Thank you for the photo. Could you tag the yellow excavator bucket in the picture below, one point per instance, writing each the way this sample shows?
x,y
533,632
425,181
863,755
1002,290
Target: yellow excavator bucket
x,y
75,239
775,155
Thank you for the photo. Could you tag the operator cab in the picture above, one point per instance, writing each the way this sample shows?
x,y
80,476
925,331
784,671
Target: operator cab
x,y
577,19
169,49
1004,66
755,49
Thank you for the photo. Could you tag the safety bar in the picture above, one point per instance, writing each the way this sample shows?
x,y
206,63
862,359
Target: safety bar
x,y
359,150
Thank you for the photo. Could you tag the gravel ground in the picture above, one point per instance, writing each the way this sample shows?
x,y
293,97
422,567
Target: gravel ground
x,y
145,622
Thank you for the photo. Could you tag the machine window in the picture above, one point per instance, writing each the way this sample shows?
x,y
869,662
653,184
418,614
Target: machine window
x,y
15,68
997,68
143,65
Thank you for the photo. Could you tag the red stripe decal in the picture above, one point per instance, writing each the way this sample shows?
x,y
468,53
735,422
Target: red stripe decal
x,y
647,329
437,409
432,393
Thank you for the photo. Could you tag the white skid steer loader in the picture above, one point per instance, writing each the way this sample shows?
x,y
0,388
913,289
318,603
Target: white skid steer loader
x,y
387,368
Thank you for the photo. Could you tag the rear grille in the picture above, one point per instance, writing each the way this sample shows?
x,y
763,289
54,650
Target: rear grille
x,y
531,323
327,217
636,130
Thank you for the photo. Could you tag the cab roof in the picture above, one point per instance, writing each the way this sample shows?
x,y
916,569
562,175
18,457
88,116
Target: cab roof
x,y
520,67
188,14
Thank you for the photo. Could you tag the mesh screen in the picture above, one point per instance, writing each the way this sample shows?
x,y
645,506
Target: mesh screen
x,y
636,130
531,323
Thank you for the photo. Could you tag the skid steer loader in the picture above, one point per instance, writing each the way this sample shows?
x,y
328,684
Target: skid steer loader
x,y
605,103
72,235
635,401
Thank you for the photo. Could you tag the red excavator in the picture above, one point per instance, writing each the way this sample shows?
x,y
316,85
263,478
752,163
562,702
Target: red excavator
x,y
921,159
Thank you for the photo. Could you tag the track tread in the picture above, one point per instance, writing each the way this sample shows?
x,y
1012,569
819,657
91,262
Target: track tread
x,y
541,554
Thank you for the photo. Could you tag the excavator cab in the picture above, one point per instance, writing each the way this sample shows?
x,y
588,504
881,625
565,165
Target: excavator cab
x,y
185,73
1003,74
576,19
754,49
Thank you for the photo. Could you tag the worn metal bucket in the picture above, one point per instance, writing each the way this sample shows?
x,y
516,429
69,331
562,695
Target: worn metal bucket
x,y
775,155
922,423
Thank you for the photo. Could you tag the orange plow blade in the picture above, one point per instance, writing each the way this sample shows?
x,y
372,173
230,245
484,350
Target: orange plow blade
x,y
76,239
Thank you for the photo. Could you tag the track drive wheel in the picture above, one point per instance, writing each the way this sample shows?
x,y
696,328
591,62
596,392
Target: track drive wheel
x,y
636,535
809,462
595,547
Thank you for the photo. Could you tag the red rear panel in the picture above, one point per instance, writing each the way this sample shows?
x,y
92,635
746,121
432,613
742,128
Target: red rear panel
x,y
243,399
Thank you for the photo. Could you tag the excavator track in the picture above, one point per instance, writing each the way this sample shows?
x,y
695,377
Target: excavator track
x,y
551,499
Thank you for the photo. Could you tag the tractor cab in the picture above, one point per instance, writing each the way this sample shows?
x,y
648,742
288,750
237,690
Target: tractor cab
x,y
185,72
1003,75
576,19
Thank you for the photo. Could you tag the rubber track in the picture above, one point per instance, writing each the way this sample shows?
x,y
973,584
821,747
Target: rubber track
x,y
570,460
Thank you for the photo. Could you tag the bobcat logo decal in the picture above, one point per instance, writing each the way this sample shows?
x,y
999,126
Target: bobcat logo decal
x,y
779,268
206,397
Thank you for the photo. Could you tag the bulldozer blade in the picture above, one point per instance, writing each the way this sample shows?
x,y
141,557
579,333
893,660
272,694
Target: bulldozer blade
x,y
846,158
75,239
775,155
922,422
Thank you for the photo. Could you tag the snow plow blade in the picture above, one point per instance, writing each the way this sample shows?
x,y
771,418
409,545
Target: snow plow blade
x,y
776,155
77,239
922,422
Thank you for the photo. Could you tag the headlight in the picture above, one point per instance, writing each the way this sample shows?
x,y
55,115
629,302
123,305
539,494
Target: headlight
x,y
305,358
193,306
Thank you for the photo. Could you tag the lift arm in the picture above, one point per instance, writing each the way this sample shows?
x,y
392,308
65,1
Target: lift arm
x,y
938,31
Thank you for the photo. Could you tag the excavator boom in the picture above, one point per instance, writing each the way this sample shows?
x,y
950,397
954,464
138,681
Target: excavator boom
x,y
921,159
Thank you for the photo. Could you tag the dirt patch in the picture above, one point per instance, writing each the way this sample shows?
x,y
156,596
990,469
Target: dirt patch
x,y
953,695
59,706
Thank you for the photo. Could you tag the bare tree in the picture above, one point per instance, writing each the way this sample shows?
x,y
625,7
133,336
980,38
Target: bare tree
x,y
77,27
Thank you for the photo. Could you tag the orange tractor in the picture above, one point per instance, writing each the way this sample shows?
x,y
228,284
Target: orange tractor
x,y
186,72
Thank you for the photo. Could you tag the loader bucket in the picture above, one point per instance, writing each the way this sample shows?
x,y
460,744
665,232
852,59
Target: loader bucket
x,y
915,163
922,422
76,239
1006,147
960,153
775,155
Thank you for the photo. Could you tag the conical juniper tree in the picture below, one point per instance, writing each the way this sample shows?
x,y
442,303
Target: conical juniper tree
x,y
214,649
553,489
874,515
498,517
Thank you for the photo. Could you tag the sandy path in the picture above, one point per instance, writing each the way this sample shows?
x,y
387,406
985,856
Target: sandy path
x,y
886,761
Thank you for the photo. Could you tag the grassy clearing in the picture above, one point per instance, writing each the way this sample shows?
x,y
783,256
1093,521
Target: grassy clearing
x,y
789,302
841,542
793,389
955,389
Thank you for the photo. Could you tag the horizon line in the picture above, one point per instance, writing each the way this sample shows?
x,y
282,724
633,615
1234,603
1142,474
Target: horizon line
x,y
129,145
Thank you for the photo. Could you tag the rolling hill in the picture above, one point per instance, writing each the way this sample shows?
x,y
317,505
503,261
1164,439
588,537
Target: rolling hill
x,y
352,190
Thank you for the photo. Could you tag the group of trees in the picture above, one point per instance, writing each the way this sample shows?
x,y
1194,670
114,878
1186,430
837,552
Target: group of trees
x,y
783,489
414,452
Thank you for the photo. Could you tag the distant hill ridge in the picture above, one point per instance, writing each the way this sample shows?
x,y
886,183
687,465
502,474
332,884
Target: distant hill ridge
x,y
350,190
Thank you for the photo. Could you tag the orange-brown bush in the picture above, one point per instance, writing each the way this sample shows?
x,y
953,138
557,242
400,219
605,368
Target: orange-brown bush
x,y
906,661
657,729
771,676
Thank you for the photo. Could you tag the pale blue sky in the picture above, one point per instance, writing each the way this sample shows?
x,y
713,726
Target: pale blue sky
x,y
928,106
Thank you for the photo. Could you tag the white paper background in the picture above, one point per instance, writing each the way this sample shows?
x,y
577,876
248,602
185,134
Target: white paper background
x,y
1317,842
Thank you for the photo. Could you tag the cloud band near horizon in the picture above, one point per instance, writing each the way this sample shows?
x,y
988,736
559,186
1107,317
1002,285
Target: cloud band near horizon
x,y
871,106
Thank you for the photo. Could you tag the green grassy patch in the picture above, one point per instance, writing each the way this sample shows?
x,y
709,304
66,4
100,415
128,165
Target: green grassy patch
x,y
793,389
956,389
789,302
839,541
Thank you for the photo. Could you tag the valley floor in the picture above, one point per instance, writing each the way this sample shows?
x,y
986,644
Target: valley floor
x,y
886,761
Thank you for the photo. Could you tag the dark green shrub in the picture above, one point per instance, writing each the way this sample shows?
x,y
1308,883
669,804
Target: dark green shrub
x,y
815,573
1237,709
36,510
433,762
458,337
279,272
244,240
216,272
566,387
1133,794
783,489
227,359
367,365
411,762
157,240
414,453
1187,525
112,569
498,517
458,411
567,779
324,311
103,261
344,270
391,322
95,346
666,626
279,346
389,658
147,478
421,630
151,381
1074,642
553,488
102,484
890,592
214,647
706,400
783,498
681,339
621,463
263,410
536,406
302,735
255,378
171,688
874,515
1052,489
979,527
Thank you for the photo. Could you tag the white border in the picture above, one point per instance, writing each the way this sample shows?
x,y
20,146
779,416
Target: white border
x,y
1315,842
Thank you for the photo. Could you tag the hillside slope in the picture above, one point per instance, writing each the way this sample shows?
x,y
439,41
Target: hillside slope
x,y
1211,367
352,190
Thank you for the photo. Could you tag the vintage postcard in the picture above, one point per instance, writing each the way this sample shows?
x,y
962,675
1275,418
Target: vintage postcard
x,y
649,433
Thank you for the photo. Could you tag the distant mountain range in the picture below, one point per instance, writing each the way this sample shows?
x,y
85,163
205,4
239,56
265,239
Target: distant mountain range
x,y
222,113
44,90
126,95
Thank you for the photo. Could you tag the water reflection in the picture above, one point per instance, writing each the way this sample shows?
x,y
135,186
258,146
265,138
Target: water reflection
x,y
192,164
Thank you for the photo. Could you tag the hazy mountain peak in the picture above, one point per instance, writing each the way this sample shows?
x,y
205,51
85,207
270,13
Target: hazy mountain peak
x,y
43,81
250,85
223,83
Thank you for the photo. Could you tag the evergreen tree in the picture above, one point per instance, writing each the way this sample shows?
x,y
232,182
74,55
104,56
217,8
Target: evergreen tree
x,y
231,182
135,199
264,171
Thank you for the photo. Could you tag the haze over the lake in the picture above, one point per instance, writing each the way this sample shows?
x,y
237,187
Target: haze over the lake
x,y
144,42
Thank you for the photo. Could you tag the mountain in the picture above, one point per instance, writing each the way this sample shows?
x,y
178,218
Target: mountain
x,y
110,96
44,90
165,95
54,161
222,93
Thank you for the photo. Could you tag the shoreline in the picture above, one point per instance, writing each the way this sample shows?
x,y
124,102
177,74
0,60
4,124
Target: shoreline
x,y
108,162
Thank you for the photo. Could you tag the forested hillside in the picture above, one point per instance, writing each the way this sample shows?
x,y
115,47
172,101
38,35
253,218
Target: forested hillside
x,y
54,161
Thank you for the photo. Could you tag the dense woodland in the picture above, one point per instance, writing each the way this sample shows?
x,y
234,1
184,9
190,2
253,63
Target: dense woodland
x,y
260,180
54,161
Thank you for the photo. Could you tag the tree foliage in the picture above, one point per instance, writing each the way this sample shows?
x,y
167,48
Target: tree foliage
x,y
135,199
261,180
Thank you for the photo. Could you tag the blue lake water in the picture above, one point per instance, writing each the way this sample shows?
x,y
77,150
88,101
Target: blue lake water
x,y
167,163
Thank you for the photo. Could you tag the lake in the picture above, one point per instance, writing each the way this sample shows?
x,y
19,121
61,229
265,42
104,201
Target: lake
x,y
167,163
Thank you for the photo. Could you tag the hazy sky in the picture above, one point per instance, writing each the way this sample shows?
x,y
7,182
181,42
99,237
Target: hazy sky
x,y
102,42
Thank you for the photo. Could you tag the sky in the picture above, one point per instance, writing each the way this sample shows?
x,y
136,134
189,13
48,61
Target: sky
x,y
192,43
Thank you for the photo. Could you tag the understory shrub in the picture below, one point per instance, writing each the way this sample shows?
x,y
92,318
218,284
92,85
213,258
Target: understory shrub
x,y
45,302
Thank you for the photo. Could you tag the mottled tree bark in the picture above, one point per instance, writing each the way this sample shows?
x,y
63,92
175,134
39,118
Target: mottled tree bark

Поставленная задача - Повторите без изменений часть записей, которая начинается со строки, содержащей «Thank you for the photo. Could you tag the sky», и продолжается до самого конца записей. Обе границы включите.

Ответ на задание -
Thank you for the photo. Could you tag the sky in the picture above, one point per instance, writing each the way this sample shows?
x,y
136,134
189,13
48,61
Target: sky
x,y
192,43
Thank you for the photo. Could you tag the understory shrub in the picture below, one point per instance, writing each the way this sample shows?
x,y
92,318
218,284
92,85
213,258
Target: understory shrub
x,y
45,302
Thank you for the photo. Could you tag the mottled tree bark in the picture above, one point per instance, writing each the way this sample shows?
x,y
63,92
175,134
39,118
Target: mottled tree bark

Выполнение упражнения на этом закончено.